>> Start
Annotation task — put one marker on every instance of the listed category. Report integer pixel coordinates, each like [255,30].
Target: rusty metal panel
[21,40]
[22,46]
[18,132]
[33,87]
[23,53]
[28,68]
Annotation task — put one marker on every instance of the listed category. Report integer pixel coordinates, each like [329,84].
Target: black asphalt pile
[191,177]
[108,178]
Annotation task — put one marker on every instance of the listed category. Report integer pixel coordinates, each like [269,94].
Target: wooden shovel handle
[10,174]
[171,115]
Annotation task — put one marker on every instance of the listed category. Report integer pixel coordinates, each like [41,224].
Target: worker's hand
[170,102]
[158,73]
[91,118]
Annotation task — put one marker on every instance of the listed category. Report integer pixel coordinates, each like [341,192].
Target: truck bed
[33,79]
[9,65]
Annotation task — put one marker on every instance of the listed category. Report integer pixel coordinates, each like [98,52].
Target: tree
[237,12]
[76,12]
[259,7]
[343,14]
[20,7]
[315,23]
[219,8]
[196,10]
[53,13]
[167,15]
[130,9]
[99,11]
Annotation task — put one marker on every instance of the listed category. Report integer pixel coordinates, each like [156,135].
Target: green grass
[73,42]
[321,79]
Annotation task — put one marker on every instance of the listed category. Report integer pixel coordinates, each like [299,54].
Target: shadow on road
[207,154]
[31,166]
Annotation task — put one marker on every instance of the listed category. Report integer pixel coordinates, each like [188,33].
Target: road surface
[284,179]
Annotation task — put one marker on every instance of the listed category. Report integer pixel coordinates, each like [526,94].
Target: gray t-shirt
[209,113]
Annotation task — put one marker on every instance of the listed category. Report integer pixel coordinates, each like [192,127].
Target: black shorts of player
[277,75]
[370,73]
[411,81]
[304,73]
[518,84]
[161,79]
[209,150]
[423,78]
>> End
Set problem: Please quote the data above in full, with no line missing.

Solution for this problem:
Annotation task — put one marker on every instance of the listed category. Report integer pixel coordinates, each like [255,30].
Target: rusty metal panel
[21,40]
[22,46]
[18,132]
[33,87]
[23,53]
[28,68]
Annotation task — put one marker on every instance of the listed category. Report integer pixel coordinates, each like [329,84].
Target: black asphalt pile
[191,177]
[108,178]
Annotation task — put one marker on every instance of the listed category. Report integer pixel coordinates, each like [269,94].
Target: wooden shovel handle
[10,174]
[171,115]
Annotation task — put one marker on every instance of the listed category. Report integer pixel coordinates, each like [41,224].
Target: worker's hand
[170,102]
[158,73]
[91,118]
Annotation task — put one marker on every instance of the listed category. Report integer pixel coordinates, each like [341,192].
Target: truck bed
[33,79]
[9,65]
Annotation task — put one marker on every instance of the listed category. Report integer pixel coordinates, each like [98,52].
Target: tree
[237,12]
[76,12]
[259,7]
[343,14]
[20,7]
[315,23]
[219,8]
[196,10]
[53,13]
[167,15]
[130,9]
[99,11]
Annotation task — put one marker on every instance of the listed category. Report integer pixel coordinates, each like [156,135].
Target: green grass
[73,42]
[321,79]
Annotation task — put one marker on every instance of the listed category. Report integer pixel coordinates, each like [299,54].
Target: shadow on road
[207,154]
[31,166]
Annotation task — put one marker on every instance of the listed category. Report integer pixel coordinates, each like [188,33].
Target: road surface
[284,179]
Annotation task — put one marker on every instance of the listed category. Report integer pixel coordinates, each like [526,94].
Target: gray t-shirt
[209,113]
Annotation task — put one marker on every instance of the listed category. Report integer pixel coordinates, each like [192,127].
Target: black shorts of player
[277,75]
[370,73]
[411,81]
[304,73]
[518,84]
[161,79]
[209,150]
[423,78]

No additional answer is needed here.